Coach Spurrier, however, does not think very highly of the idea of clearly defined roles for his football players, especially when it comes to his quarterbacks. He's quick to tell anyone who will listen that half of his eight conference championships were won during seasons in which he rotated quarterbacks. In an interview with Rick Henry, he called the idea of naming a starting quarterback before the first game and sticking with that decision throughout the season was a "fallacy." Everything that we know from what Spurrier has said and what Spurrier has done in the past tells us that the starting QB situation is far from settled.
"There's an old fallacy that you can't play two quarterbacks... That's all just media crap."
But let's just suppose that Connor Shaw's start against ECU does signal a changing of the guard and that Shaw will be the primary (if not sole) possessor of the starting quarterback job going forward. Would that necessarily be a bad idea? Anger about this possibility seems to have centered around three arguments:
"Starting Shaw over Garcia could create divisions in the locker room"
As far as this point goes, I don't know what to say. You just have to hope that Spurrier had a good discussion with Stephen before the announcement on Thursday and that Garcia is mature enough to handle it well. After 30 years of coaching kids, you have to hope that Spurrier would know how to manage this situation, but there's just know way for us to know how this will play out in the locker room. I used "hope" a lot in that paragraph because that's about all I can do.
"Garcia is better than Shaw"
Is Garcia better than Shaw? Based on what? Garcia has racked up some pretty impressive counting stats (6,753 yards, 43 touchdowns), but he's prone to have the occasional meltdown. His completion rate was much improved in 2011 (64.2% in 2011, 55.3% in 2010), but trailed off significantly toward the end of the season (53.3% in the final three games). Connor Shaw hasn't taken many snaps, but (save for a pair of costly interceptions against Auburn) was efficient when he did get on the field in 2011 (23/33, 223 yards).

_Excerpted records_
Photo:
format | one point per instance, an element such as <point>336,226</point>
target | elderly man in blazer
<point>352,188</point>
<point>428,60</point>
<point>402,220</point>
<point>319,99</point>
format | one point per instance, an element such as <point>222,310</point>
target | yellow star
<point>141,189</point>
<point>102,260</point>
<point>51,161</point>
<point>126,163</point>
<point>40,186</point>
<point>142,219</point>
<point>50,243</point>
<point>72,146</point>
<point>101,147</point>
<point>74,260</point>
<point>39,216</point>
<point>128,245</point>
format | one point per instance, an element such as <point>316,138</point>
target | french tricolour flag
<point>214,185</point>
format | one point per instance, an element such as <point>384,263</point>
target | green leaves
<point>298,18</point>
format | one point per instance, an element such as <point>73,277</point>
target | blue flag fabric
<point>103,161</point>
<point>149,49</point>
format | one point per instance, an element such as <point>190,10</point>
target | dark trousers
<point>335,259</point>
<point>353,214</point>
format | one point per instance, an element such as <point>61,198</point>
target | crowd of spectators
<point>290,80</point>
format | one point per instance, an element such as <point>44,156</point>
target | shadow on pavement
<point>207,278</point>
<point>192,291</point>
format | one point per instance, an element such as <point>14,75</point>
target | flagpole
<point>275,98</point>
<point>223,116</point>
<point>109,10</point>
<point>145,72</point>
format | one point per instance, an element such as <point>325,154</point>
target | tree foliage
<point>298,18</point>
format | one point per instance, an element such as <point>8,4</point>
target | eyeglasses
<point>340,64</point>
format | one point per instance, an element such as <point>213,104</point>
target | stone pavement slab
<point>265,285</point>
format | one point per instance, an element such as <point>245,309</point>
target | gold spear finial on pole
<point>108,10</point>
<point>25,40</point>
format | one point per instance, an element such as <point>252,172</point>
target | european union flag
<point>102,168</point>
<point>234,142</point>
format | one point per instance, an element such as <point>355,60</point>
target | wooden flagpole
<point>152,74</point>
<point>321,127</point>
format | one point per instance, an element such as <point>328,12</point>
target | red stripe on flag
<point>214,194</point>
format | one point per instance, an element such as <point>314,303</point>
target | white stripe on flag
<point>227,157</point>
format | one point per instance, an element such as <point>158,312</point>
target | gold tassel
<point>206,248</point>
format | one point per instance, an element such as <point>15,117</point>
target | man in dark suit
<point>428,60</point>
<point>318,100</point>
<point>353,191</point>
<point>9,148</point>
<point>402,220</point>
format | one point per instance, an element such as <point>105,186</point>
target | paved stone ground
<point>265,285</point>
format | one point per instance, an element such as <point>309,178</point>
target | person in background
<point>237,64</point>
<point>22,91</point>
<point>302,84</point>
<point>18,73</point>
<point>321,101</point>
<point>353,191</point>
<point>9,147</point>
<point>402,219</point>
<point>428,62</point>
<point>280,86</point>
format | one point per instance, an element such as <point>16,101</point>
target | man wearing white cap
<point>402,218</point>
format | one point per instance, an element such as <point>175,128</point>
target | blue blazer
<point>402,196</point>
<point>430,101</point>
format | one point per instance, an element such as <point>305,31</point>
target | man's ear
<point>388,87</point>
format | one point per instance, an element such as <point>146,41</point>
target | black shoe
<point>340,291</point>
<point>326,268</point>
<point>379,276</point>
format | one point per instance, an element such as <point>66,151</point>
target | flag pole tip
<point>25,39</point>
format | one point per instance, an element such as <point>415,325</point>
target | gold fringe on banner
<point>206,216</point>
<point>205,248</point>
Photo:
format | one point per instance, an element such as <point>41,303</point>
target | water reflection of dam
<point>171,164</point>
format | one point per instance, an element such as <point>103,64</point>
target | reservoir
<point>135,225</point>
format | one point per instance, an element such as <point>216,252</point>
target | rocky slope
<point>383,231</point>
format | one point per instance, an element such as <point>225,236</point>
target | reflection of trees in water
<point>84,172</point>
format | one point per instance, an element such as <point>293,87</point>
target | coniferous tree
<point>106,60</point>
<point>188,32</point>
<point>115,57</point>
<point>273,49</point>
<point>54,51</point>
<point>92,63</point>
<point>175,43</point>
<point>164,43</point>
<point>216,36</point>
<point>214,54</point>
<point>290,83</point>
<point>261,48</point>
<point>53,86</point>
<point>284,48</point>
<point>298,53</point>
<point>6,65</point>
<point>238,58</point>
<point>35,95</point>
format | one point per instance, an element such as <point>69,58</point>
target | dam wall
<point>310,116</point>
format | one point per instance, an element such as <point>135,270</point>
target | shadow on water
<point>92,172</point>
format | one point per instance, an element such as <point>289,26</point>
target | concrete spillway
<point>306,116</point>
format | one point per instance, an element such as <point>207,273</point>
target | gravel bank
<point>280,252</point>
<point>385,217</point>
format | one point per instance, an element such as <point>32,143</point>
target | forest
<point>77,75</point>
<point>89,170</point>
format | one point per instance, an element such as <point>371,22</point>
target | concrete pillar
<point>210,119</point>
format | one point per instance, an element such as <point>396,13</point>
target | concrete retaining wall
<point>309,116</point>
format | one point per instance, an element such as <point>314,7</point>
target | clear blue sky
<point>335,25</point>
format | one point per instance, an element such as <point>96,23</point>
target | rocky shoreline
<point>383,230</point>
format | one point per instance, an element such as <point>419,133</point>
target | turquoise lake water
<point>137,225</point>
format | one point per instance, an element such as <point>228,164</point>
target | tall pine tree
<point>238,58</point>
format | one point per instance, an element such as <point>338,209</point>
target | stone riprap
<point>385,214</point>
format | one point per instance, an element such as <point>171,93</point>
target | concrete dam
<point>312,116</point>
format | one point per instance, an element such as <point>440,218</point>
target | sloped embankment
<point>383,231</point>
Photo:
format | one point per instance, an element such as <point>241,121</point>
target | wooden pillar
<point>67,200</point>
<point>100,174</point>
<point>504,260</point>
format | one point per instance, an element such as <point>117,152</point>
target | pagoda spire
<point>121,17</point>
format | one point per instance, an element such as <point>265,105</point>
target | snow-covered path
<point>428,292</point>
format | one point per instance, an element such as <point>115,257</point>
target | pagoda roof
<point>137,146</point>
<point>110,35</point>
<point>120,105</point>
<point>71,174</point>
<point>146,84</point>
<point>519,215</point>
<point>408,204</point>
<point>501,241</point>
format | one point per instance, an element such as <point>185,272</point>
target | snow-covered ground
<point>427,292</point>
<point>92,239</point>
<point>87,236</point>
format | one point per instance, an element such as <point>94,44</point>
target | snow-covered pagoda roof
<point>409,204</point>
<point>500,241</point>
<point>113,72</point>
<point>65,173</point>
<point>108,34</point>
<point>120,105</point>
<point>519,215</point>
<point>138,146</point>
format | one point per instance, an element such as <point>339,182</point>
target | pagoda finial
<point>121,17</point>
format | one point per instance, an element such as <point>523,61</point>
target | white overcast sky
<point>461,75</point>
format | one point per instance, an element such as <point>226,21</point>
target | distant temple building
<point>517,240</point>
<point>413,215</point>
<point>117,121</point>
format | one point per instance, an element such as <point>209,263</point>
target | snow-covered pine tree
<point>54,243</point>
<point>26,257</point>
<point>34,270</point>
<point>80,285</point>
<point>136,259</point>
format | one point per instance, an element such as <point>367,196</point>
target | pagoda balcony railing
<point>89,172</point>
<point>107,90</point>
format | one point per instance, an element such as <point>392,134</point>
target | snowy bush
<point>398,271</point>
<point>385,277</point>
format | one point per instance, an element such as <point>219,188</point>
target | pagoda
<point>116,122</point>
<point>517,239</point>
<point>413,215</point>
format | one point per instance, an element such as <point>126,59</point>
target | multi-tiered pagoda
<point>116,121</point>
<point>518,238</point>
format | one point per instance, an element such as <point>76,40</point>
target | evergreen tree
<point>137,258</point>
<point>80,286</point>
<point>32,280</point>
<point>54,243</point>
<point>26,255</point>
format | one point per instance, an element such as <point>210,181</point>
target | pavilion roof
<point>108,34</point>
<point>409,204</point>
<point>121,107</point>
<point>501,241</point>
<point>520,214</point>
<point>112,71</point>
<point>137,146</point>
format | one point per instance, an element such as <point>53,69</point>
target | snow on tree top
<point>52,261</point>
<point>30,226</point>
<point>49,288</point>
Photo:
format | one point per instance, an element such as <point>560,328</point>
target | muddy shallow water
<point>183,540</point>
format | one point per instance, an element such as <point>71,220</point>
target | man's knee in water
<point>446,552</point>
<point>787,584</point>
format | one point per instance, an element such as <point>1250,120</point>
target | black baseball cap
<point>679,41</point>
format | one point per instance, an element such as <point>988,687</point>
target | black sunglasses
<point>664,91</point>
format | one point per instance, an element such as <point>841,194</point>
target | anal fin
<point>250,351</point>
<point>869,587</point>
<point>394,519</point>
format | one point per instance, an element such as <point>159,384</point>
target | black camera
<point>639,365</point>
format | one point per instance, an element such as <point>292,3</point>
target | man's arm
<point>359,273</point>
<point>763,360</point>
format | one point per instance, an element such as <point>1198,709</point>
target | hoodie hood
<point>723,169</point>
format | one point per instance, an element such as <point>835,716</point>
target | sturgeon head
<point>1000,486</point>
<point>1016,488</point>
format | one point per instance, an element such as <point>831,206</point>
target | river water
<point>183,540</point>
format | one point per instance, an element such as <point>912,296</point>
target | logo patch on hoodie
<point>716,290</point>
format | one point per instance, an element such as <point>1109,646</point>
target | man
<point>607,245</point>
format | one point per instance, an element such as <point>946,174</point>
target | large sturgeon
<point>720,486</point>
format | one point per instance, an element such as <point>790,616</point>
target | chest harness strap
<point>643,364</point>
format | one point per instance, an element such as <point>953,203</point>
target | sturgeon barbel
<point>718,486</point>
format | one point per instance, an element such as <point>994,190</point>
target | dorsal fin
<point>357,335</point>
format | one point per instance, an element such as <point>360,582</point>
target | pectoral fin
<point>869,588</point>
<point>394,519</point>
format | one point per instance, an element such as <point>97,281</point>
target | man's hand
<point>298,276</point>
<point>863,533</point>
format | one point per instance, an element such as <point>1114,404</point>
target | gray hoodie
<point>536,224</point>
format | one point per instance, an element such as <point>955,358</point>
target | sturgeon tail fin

_Task list_
• A. Please change "locker room" to "clubhouse" in the quarterback passage from "As far as this" to "all I can do.", and give that stretch back.
• B. Write what comes next in the quarterback passage, starting after its final sentence.

_Outputs for the tasks_
• A.
As far as this point goes, I don't know what to say. You just have to hope that Spurrier had a good discussion with Stephen before the announcement on Thursday and that Garcia is mature enough to handle it well. After 30 years of coaching kids, you have to hope that Spurrier would know how to manage this situation, but there's just know way for us to know how this will play out in the clubhouse. I used "hope" a lot in that paragraph because that's about all I can do.

• B.
Shaw's numbers in the fall scrimmages (23/31, 439 yards, 5 TD) were much better than Garcia's (29/52, 389, 2 TD). And because most of the practices were closed, those numbers and Spurrier's opinion are about all we have to go on. Given that Spurrier has been doing this for several decades, I would wager that you could drop him in a room with two random quarterbacks and he could accurately identify the superior player within a couple of minutes. But instead of a couple of minutes he's had a month of practice.
"Garcia is more experienced than Shaw"
Experience only interests me as an asset to the extent that it makes a football player more effective at his job. Is it possible, though, that Connor Shaw could play well against opponents like ECU but wilt under the pressure of, say, a game against Florida to clinch the SEC East? Sure. It's possible. But Garcia's track record in big games (including three bowl losses and a blowout loss in the SEC Championship) is spotty to say the least. Even if you grant him solid performances against Alabama, Georgia, and Florida last year, Bad Garcia shows up to big games at least as often as Good Garcia. If that's what Garcia's superior experience gets you, you have to ask yourself if his experience is really all that valuable.
All that said, Spurrier's decision to start Shaw doesn't appear to have sprung from any measure of dissatisfaction with Garcia's performance. In fact, Spurrier told Rick Henry that he is "very fired up that we have two quarterbacks in Stephen Garcia and Connor Shaw who are very capable of playing well."
What if Stephen Garcia is just as good as he was in 2010, but now Connor Shaw is a little better? Can't this be a good thing? When an authority figure does something that contravenes common sense, I am usually among the first to question the decision. But in this particular situation, Steve Spurrier has a lot of information that we simply do not have access to. Unless the team's on-field performance gives me reason to doubt the efficacy of his strategy, I'm choosing to trust the judgement of the man who has brought this football program to the precipice of greatness.